**Your instructions:** Reproduce the material from its first line through the line containing "224), (298, 202)]", with "water surface" replaced by "lake surface" and nothing else changed.

▬▬▬

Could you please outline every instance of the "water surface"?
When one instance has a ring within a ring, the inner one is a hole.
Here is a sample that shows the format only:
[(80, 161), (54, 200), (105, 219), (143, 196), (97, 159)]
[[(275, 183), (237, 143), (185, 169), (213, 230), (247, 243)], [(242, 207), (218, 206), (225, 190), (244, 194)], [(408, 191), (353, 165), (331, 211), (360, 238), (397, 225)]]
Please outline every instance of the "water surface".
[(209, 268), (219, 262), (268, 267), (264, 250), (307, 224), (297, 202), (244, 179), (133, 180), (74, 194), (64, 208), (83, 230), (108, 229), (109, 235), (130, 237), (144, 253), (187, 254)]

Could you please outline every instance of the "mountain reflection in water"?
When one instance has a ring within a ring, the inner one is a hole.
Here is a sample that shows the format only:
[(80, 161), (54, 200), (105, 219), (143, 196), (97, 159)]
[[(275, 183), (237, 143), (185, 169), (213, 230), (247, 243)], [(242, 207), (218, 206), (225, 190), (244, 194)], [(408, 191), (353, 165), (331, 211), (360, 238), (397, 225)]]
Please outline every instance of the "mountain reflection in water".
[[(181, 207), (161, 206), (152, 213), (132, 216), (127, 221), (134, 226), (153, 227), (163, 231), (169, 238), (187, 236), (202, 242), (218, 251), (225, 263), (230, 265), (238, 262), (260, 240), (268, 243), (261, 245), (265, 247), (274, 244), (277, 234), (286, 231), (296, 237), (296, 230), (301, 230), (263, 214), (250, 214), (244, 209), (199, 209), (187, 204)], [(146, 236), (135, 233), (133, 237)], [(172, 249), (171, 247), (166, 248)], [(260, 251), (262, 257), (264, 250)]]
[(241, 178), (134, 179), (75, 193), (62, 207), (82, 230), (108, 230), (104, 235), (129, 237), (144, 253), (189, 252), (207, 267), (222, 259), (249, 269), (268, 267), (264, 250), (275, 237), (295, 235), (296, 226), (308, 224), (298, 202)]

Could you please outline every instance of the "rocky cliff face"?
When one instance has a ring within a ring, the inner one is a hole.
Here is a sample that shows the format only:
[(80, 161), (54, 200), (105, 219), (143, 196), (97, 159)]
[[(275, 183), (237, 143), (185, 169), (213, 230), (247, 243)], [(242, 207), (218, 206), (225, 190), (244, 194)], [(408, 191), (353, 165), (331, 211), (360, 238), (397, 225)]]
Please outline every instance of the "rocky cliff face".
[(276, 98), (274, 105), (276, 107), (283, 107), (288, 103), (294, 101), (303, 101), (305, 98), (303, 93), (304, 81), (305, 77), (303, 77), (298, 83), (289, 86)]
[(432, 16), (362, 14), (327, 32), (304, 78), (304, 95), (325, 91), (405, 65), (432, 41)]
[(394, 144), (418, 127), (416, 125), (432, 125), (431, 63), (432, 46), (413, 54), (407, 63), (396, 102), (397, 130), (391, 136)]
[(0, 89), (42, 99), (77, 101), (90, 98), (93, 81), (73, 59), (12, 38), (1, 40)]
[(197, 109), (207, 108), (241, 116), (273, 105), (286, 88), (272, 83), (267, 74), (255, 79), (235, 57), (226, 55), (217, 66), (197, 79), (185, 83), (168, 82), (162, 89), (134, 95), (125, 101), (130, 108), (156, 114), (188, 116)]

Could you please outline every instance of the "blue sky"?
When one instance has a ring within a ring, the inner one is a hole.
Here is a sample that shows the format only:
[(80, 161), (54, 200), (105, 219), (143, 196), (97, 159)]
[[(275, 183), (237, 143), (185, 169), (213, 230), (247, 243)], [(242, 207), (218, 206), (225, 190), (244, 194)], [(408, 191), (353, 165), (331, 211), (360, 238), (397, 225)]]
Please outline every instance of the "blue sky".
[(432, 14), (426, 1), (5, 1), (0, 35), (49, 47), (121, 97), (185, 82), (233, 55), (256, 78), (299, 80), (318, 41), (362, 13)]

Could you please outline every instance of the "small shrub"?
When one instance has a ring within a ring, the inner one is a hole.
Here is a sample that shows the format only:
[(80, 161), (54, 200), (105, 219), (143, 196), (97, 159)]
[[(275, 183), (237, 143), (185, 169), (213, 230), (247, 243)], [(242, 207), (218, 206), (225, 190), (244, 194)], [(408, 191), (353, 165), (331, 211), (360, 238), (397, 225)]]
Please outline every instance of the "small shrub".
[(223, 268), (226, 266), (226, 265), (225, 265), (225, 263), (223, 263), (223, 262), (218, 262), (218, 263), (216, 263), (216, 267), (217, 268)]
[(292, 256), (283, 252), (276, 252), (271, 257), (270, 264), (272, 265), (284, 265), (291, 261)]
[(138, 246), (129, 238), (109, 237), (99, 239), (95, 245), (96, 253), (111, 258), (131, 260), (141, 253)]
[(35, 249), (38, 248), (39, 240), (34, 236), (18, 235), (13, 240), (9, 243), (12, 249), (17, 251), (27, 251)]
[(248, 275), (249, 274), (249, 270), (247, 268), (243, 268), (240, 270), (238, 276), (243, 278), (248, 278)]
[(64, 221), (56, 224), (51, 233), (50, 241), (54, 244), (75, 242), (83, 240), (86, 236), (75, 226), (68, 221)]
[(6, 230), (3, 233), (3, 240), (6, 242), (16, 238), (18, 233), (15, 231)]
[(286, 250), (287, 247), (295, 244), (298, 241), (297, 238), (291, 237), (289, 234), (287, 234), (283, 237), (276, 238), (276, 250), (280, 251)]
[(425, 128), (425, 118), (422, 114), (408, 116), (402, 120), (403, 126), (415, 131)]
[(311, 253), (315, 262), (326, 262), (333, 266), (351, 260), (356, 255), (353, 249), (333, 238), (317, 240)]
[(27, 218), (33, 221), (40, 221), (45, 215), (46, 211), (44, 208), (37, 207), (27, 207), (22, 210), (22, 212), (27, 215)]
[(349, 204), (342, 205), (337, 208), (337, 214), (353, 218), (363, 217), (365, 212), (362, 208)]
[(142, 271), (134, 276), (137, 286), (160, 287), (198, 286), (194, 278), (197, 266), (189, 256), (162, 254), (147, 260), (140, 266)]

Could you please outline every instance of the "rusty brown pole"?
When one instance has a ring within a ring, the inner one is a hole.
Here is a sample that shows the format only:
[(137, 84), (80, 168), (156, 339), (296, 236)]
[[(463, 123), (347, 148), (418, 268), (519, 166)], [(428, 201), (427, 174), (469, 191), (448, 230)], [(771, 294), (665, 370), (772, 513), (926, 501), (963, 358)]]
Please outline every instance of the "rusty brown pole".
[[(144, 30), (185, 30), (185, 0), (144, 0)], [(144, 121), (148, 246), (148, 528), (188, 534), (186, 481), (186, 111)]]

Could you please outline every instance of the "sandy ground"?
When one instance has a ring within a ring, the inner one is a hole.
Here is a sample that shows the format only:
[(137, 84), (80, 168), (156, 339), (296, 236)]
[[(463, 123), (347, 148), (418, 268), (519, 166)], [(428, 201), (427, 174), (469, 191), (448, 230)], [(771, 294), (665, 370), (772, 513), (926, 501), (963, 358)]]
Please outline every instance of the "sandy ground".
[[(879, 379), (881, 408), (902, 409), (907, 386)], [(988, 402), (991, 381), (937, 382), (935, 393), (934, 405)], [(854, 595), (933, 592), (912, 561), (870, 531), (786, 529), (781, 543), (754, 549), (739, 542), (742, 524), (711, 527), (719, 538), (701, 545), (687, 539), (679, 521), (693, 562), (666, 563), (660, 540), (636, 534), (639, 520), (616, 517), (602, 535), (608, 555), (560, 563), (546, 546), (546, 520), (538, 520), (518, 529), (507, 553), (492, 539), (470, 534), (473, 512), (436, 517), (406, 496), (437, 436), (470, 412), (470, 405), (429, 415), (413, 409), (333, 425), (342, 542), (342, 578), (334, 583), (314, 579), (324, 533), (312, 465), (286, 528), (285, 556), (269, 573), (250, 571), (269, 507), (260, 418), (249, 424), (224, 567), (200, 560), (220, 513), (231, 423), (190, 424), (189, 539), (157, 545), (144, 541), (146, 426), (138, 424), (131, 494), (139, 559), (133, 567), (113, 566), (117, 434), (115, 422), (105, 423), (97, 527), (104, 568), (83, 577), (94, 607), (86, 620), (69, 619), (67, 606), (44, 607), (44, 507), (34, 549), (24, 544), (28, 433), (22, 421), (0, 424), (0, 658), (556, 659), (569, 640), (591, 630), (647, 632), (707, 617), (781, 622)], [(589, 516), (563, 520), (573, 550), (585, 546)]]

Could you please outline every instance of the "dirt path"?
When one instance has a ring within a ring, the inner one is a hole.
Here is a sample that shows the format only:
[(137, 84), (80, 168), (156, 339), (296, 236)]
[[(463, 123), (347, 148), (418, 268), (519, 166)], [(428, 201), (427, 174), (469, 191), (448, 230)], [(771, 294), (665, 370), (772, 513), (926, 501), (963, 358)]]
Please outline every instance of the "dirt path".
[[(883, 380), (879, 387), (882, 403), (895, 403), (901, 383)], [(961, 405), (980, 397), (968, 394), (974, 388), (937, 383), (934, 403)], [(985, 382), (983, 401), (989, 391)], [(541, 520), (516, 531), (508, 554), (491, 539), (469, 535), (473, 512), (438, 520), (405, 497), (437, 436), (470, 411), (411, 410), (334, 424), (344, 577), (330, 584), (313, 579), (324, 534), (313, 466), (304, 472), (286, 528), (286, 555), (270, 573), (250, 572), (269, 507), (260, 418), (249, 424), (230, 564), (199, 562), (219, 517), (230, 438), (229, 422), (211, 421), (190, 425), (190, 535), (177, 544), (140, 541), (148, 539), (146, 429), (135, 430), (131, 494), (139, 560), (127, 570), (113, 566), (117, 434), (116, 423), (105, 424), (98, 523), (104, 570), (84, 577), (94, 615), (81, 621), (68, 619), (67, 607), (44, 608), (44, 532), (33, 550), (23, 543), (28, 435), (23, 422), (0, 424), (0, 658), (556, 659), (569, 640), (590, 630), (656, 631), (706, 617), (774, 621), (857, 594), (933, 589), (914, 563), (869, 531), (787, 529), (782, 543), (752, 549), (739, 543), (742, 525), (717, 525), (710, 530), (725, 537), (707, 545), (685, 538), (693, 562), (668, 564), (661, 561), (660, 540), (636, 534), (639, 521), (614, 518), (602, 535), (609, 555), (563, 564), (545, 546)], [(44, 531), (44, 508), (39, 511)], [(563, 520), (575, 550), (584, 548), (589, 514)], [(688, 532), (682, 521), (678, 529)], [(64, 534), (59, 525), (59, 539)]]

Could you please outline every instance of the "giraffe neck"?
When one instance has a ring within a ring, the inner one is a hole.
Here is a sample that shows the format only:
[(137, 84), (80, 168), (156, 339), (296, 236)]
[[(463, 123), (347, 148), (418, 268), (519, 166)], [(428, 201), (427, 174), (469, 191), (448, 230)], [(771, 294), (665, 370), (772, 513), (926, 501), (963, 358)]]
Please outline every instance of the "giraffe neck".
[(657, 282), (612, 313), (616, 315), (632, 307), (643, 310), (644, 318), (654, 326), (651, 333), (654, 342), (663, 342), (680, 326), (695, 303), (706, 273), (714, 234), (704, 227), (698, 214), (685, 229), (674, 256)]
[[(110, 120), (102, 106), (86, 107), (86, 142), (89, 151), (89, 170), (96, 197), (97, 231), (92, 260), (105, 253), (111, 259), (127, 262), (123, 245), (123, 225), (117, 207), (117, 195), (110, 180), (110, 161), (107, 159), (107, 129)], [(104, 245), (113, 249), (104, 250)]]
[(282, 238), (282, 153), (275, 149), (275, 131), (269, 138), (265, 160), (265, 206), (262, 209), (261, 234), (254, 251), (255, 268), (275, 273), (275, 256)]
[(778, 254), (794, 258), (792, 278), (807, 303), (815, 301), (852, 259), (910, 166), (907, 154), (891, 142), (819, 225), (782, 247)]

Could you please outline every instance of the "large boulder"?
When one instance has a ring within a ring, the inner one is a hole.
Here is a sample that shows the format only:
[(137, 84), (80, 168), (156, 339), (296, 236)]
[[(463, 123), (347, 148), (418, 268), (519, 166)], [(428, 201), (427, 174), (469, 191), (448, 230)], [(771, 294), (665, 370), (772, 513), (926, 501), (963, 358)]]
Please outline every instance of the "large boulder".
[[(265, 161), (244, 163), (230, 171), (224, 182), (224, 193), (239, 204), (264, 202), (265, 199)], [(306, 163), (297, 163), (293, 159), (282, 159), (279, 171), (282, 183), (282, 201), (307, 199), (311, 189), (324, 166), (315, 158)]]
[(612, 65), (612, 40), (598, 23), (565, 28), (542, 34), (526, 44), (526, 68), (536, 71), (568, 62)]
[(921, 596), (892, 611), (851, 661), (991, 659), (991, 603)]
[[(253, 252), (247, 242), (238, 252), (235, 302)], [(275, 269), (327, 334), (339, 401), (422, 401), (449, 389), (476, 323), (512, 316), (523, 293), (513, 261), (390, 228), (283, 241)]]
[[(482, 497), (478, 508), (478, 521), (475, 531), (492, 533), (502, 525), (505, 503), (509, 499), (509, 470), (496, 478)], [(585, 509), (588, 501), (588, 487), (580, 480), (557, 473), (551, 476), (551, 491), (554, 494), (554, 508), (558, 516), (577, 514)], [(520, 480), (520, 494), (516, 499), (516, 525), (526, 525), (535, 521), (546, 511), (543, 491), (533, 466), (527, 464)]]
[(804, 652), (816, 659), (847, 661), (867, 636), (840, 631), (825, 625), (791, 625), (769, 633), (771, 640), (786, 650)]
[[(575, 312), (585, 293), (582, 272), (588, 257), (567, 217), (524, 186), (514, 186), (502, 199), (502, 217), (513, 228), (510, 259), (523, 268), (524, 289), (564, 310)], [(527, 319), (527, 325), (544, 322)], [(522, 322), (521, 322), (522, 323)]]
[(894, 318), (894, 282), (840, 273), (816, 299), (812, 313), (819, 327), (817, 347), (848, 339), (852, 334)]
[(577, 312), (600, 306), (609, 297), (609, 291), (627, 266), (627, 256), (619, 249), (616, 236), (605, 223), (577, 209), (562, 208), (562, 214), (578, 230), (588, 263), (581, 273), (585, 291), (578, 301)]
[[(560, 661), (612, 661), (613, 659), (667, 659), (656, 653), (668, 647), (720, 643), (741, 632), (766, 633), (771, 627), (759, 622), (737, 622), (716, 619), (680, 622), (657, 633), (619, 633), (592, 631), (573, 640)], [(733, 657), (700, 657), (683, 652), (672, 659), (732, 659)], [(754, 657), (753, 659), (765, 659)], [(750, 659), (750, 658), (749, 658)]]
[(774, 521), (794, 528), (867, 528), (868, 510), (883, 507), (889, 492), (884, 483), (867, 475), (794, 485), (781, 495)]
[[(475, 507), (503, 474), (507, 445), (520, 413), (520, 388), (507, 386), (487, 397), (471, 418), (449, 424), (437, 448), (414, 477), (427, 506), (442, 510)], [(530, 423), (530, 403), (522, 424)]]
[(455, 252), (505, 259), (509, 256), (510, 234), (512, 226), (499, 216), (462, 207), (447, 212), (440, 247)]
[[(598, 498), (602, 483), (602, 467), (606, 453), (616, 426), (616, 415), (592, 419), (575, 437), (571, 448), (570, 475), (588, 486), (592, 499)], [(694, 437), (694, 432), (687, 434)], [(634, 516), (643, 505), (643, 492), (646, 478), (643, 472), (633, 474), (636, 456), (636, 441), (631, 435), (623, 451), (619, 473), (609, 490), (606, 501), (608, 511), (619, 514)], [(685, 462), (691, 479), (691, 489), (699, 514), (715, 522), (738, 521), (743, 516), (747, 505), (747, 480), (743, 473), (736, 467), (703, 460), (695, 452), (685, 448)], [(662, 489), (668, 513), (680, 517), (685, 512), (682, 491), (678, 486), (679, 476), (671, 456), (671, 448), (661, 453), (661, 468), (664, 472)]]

▬▬▬

**Problem solution:**
Could you please outline every instance of the "lake surface"?
When one instance has a ring within a ring, the inner one is a hole.
Here is a sample that shows the format only:
[(80, 161), (54, 200), (105, 219), (143, 196), (97, 159)]
[[(275, 183), (237, 143), (185, 169), (213, 230), (247, 243)], [(242, 207), (218, 206), (225, 190), (244, 194)], [(408, 191), (353, 165), (331, 211), (360, 238), (397, 225)]]
Please outline every instance of the "lake surface".
[(209, 268), (219, 262), (268, 267), (264, 250), (307, 224), (297, 202), (244, 179), (133, 180), (74, 194), (64, 208), (83, 230), (108, 229), (109, 235), (130, 237), (144, 253), (187, 254)]

Could you please outline every instance of the "mountain reflection in water"?
When one instance has a ring within a ring, the inner one is a hole.
Here is a sample that shows the format only:
[(80, 161), (54, 200), (105, 219), (143, 196), (97, 159)]
[[(275, 183), (237, 143), (185, 169), (213, 230), (247, 243)], [(242, 207), (218, 206), (225, 190), (244, 194)], [(408, 191), (353, 165), (331, 211), (360, 238), (397, 225)]]
Please outline every instance of the "mountain reflection in water".
[[(181, 207), (161, 206), (152, 213), (132, 216), (127, 221), (134, 226), (153, 227), (163, 231), (169, 238), (187, 236), (202, 242), (218, 251), (225, 263), (230, 265), (238, 262), (260, 240), (268, 243), (261, 245), (265, 247), (274, 244), (277, 234), (286, 231), (296, 237), (296, 230), (301, 230), (263, 214), (250, 214), (244, 209), (199, 209), (187, 204)], [(146, 236), (135, 233), (133, 237)], [(172, 249), (171, 247), (166, 248)], [(260, 251), (262, 257), (264, 250)]]
[(241, 178), (134, 179), (75, 193), (62, 207), (82, 230), (108, 230), (104, 235), (129, 237), (144, 253), (189, 252), (207, 267), (222, 259), (249, 269), (268, 267), (264, 250), (275, 237), (295, 235), (296, 226), (308, 224), (298, 202)]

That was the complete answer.